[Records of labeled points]
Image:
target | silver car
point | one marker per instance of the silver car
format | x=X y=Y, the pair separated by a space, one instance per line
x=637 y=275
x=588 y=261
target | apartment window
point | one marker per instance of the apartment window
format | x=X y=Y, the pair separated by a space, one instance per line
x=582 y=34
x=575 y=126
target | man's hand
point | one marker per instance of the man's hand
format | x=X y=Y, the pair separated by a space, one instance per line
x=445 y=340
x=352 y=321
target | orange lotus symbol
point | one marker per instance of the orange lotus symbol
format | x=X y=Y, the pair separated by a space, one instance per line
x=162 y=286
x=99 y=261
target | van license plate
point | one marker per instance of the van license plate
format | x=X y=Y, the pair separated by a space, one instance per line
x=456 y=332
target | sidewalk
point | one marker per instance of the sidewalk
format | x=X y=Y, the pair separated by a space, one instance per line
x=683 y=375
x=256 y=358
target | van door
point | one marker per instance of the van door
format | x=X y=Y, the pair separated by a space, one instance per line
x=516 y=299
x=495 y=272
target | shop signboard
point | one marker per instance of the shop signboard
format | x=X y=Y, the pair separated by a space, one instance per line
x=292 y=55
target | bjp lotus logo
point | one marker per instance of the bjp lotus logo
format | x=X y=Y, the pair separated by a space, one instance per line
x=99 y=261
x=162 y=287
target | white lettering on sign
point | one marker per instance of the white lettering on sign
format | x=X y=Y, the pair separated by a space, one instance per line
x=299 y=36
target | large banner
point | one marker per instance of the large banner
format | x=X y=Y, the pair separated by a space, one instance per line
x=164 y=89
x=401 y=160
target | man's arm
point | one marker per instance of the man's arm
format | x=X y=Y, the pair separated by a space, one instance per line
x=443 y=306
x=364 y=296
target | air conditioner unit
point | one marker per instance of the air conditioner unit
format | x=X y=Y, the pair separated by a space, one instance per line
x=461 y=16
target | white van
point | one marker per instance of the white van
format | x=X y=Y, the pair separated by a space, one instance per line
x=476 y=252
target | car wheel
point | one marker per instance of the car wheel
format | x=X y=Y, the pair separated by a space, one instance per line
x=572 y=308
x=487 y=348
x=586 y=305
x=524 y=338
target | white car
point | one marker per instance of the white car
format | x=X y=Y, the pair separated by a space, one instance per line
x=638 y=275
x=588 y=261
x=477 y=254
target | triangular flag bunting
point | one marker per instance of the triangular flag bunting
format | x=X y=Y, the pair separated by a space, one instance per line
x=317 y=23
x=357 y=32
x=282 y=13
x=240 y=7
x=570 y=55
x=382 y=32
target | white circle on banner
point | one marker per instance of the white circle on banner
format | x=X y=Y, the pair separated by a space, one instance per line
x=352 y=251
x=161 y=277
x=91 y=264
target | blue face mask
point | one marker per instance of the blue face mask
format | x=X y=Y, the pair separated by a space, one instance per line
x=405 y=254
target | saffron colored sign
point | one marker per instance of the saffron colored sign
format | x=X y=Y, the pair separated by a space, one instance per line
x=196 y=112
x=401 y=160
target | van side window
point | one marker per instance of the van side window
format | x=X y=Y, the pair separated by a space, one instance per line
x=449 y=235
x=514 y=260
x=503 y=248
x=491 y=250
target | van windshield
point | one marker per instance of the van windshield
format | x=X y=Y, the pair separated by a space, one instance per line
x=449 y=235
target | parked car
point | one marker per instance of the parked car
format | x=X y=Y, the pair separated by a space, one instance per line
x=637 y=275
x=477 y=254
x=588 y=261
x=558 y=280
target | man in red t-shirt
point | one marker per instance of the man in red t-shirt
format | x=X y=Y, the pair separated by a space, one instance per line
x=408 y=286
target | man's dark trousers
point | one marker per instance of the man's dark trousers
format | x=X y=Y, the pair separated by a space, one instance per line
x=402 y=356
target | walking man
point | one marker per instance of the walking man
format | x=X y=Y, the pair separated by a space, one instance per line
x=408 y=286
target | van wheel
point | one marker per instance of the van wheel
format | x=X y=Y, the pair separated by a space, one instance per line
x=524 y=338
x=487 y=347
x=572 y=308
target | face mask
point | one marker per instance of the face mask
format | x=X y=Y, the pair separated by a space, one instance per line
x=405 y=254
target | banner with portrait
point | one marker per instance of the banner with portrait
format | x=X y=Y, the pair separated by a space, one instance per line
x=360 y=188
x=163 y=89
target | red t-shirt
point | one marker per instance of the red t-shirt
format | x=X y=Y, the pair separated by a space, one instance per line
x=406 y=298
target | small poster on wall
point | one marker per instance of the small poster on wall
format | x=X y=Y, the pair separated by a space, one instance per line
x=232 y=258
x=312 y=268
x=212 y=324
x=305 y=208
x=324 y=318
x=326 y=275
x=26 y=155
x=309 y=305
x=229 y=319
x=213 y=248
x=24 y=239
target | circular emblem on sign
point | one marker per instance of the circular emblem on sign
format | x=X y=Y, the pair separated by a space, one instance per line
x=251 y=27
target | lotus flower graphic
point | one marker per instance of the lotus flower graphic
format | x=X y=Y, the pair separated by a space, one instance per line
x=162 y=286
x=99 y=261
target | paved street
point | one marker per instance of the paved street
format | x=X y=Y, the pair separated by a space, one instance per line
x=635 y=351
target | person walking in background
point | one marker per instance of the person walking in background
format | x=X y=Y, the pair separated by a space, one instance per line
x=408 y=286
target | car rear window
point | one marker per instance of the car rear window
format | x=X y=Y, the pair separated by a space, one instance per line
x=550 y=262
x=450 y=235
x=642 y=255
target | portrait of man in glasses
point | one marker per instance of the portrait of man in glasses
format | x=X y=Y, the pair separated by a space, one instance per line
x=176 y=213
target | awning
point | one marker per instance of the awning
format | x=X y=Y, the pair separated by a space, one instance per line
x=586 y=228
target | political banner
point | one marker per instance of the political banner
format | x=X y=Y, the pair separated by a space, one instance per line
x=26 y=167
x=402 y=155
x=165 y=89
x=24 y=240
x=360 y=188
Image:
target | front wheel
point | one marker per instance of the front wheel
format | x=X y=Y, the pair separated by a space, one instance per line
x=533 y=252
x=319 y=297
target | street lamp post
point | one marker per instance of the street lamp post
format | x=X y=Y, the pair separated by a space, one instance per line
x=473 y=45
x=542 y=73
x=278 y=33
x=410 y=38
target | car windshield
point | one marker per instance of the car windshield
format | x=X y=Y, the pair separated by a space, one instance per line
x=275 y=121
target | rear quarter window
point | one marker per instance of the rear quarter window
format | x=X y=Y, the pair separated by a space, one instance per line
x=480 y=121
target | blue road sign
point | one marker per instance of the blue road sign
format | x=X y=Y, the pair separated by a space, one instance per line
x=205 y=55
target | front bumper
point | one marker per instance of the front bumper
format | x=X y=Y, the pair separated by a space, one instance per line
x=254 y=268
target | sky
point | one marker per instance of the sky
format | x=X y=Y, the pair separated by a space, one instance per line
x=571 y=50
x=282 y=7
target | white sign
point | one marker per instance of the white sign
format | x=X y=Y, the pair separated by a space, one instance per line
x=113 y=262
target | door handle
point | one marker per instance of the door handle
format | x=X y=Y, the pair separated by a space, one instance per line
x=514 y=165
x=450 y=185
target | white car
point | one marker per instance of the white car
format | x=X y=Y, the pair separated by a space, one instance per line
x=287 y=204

==

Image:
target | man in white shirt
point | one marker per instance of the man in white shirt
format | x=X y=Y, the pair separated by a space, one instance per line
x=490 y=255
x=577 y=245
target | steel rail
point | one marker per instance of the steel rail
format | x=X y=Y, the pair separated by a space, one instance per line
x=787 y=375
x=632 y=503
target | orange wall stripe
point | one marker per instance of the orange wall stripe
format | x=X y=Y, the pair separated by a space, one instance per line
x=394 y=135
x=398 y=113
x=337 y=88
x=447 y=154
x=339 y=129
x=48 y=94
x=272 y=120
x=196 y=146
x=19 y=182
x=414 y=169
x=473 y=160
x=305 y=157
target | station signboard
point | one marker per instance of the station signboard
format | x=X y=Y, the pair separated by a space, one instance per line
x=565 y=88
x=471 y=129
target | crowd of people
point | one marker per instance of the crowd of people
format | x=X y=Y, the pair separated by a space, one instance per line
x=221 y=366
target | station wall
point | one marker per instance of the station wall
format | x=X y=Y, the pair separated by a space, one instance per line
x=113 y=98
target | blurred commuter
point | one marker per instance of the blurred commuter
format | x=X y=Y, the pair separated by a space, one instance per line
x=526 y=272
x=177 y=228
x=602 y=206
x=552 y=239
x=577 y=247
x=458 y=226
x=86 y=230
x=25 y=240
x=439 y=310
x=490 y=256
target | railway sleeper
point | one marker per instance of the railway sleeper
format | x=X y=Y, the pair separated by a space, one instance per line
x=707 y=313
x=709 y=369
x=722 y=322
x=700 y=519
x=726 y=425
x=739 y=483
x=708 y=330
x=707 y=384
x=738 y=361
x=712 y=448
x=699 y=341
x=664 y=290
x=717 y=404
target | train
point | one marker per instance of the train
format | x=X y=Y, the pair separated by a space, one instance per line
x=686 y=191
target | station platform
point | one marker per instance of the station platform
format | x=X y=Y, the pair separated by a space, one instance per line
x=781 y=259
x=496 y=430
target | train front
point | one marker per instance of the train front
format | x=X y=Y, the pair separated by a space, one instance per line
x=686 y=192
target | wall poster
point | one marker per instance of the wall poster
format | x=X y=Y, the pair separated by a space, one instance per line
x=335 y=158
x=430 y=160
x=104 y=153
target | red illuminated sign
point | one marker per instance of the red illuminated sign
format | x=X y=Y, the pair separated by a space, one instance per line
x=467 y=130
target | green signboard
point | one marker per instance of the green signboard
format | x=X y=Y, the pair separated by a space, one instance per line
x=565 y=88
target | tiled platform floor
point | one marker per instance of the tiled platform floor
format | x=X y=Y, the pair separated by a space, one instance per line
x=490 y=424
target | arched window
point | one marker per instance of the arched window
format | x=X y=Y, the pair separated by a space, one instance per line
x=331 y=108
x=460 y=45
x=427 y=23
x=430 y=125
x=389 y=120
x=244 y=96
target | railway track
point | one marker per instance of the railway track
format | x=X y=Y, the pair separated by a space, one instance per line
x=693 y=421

- EXERCISE GOAL
Return every line of the data above that contains the word "parked".

- EXERCISE OUTPUT
target | parked car
point | one marker per instance of the parked car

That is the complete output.